Federal Income Tax Implications of the 2014 Plan
We believe that under current law the following U.S. Federal income tax consequences generally would arise with respect to awards under the 2014 Plan.
Options and SARs that are not deemed to be deferral arrangements under Code Section 409A would have the following tax consequences: The grant of an option or an SAR will create no federal income tax consequences for the participant or A-Mark. A participant will not have taxable income upon exercising an option that is an ISO, except that the alternative minimum tax may apply. Upon exercising an option that is not an ISO, the participant generally must recognize ordinary income equal to the difference between the exercise price and the fair market value of the freely transferable or non-forfeitable shares acquired on the date of exercise. Upon exercising an SAR, the participant must generally recognize ordinary income equal to the cash or the fair market value of the shares received.

=== EXERCISE TASK 1 ===
Pick out every line in the rows below that contains the string "stem", matching case exactly.

Pointing and labeling rows
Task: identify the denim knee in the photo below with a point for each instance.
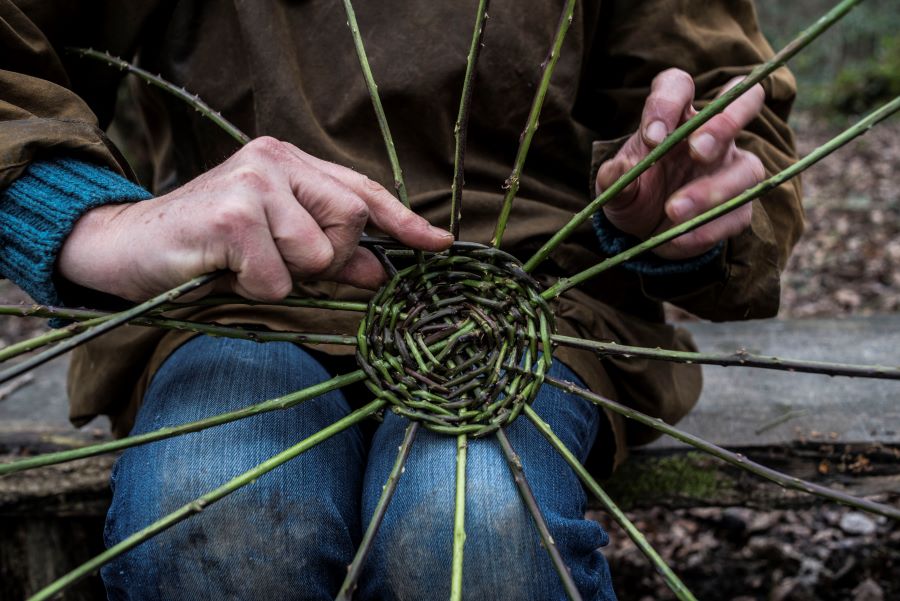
(289, 535)
(503, 555)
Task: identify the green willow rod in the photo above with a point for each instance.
(283, 402)
(674, 583)
(740, 359)
(354, 570)
(735, 459)
(399, 182)
(192, 99)
(460, 130)
(549, 64)
(518, 473)
(200, 503)
(209, 329)
(115, 320)
(681, 133)
(459, 520)
(750, 194)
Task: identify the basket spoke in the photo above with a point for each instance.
(462, 119)
(113, 321)
(387, 493)
(740, 358)
(515, 466)
(512, 184)
(459, 520)
(200, 503)
(680, 134)
(672, 580)
(750, 194)
(282, 402)
(735, 459)
(180, 93)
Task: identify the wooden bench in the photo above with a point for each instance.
(839, 431)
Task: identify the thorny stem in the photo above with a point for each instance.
(740, 358)
(282, 402)
(201, 503)
(355, 568)
(709, 111)
(512, 184)
(459, 520)
(750, 194)
(462, 119)
(515, 466)
(180, 93)
(399, 183)
(113, 321)
(672, 580)
(735, 459)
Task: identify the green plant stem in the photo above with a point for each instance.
(735, 459)
(459, 520)
(462, 118)
(740, 358)
(399, 182)
(26, 346)
(512, 183)
(113, 321)
(201, 503)
(387, 493)
(518, 473)
(672, 580)
(750, 194)
(282, 402)
(681, 133)
(192, 99)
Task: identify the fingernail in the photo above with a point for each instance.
(681, 209)
(440, 232)
(704, 146)
(656, 132)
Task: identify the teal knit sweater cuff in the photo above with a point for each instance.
(40, 208)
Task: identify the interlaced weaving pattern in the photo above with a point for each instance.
(460, 343)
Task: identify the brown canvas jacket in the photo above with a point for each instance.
(288, 70)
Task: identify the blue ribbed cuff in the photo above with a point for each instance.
(614, 241)
(40, 208)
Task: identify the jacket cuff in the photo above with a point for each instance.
(40, 208)
(614, 241)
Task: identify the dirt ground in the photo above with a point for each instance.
(848, 262)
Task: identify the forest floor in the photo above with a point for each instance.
(847, 263)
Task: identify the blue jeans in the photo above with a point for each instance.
(291, 534)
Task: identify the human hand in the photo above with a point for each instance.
(698, 174)
(270, 215)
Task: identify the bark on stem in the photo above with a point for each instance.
(355, 568)
(282, 402)
(735, 459)
(512, 183)
(750, 194)
(200, 503)
(515, 466)
(740, 358)
(672, 580)
(115, 320)
(462, 119)
(459, 520)
(680, 134)
(192, 99)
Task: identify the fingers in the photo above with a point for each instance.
(386, 212)
(711, 141)
(706, 193)
(671, 95)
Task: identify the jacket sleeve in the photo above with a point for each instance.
(714, 42)
(55, 160)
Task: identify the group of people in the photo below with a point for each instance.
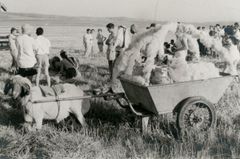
(30, 56)
(221, 33)
(88, 41)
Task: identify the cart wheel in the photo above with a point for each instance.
(196, 114)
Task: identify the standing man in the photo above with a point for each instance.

=== EXERCISE TASK 2 ===
Answer from the 2014 Plan tax passage:
(a) What creates no federal income tax consequences for the participant or A-Mark?
(b) What tax may apply when a participant exercises an option that is an ISO?
(c) Upon exercising an SAR, what must the participant generally recognize as ordinary income?

=== EXPECTED OUTPUT 1 ===
Task: identify the thorny stem in the photo above with a point for each instance.
Task: identify the green plant stem in the photo above with a point for each instance.
Task: identify the bark on stem in the photo above with a point for each instance.

=== EXPECTED OUTPUT 2 ===
(a) The grant of an option or an SAR.
(b) The alternative minimum tax.
(c) An amount equal to the cash or the fair market value of the shares received.